**Exercise goal**
An answer that reproduces all the entries exactly is what is needed.

─── Provided data ───

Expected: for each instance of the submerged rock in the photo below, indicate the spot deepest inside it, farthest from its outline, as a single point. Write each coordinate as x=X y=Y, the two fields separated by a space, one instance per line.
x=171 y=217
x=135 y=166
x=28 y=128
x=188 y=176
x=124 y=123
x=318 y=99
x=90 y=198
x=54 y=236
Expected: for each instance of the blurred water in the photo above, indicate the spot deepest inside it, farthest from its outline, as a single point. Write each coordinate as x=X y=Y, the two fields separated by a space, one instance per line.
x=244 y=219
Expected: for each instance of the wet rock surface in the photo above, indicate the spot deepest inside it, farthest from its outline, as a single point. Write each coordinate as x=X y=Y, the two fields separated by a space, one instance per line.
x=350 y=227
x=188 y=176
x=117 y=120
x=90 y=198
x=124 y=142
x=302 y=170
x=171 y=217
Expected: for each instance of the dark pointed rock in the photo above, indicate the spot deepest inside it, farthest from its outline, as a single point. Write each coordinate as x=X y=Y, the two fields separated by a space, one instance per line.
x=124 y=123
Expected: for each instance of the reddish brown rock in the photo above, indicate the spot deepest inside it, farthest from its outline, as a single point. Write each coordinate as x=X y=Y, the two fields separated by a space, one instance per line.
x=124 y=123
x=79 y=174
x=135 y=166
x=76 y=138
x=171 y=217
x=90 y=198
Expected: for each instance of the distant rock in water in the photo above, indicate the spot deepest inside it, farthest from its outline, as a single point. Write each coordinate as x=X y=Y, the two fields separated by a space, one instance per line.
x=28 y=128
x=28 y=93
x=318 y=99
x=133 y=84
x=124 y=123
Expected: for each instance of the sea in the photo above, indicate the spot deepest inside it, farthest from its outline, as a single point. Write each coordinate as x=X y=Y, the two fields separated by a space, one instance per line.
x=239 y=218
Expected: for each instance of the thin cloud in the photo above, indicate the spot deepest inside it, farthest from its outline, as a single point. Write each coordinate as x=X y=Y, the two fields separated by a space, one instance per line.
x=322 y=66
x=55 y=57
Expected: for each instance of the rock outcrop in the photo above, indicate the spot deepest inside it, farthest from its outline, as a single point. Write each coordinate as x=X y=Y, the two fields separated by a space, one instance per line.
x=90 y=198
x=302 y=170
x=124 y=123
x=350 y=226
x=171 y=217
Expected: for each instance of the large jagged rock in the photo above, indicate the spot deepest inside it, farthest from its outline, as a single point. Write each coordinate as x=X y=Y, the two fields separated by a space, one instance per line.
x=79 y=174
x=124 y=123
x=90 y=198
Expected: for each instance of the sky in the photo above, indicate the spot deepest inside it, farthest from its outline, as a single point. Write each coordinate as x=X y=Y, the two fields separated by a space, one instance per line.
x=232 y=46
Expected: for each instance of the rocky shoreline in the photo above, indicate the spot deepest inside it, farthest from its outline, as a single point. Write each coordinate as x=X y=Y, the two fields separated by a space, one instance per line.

───

**Response to this exercise**
Expected: for each instance of the submerged rock in the photo below, indicate the spot deepest inside it, farthest from its outline, as a single point. Write each coordinate as x=X y=Y, the two fields separated by a space, one instance per line.
x=171 y=217
x=135 y=166
x=28 y=128
x=188 y=176
x=124 y=123
x=318 y=99
x=90 y=198
x=54 y=236
Expected: for each instance of the blurred water in the photo above, indicate the spot deepest inside it, farthest from its outline, as a single point. Write each coordinate as x=X y=Y, the two fields separated by a space, one instance per line.
x=244 y=219
Expected: for each instance of the wet rock surface in the photo above, indicate the spot deepest inside it, farthest from its outline, as a single point. Write each coordinate as x=X y=Y, the two fields separated by a space, one instance per line.
x=350 y=227
x=188 y=176
x=117 y=120
x=90 y=198
x=124 y=142
x=302 y=170
x=171 y=217
Expected: for each instance of the dark pointed rock in the photo above, indicate the spot deepest inside it, farthest from its outline, as a single point. Write each coordinate as x=X y=Y, the two fields separated by a space, one instance per line.
x=124 y=123
Expected: for each instance of the reddish brown rock in the photo above, indicate the spot deepest inside it, farthest from its outline, as a single point. Write each coordinate as x=X y=Y, the two fields separated by a space, one instance per line.
x=124 y=123
x=79 y=174
x=135 y=166
x=76 y=138
x=171 y=217
x=90 y=198
Expected: for each instance of the distant rock in water in the photo above, indicate the spot deepest inside it, farthest from its outline, as a single point. Write each coordinate as x=X y=Y, the two fields separated by a space, one instance per line.
x=28 y=128
x=28 y=93
x=318 y=99
x=133 y=84
x=124 y=123
Expected: for each instance of the sea in the photo above, indicate the spot deepest inside it, farthest from its outline, as a single point. Write each coordinate as x=X y=Y, the two fields separated by a space, one instance per line.
x=239 y=218
Expected: for each instance of the thin cloud in the photo above, indicate the spot deepest inside it, farthest from its outline, as a single point. Write each coordinate as x=X y=Y, the two fields separated by a space, one instance per line.
x=322 y=66
x=55 y=57
Expected: for each instance of the rock outcrop in the photo above, indicate the spot deepest inside it, farthest from its outline, as a single point. Write each coordinate as x=X y=Y, the two fields separated by a space, one instance per line.
x=90 y=198
x=302 y=170
x=124 y=123
x=350 y=226
x=171 y=217
Expected: for each instance of the large jagged rock in the photo above, indicate the spot deepest inside it, farthest from its outline, as a single point. Write each coordinate as x=X y=Y, the two fields separated by a space, one instance per line.
x=79 y=174
x=124 y=123
x=90 y=198
Expected: for each instance of the sky in the photo above, indicate the spot deepest inside it, farthest from its outline, as a single point. Write each coordinate as x=X y=Y, the two fields separated by a space, one instance per line.
x=232 y=46
Expected: for each instance of the rocky shoreline in the photo above, indicate the spot deepest inside it, farthest from its outline, as a single point. Write each coordinate as x=X y=Y, the two fields separated by a space, one instance per line.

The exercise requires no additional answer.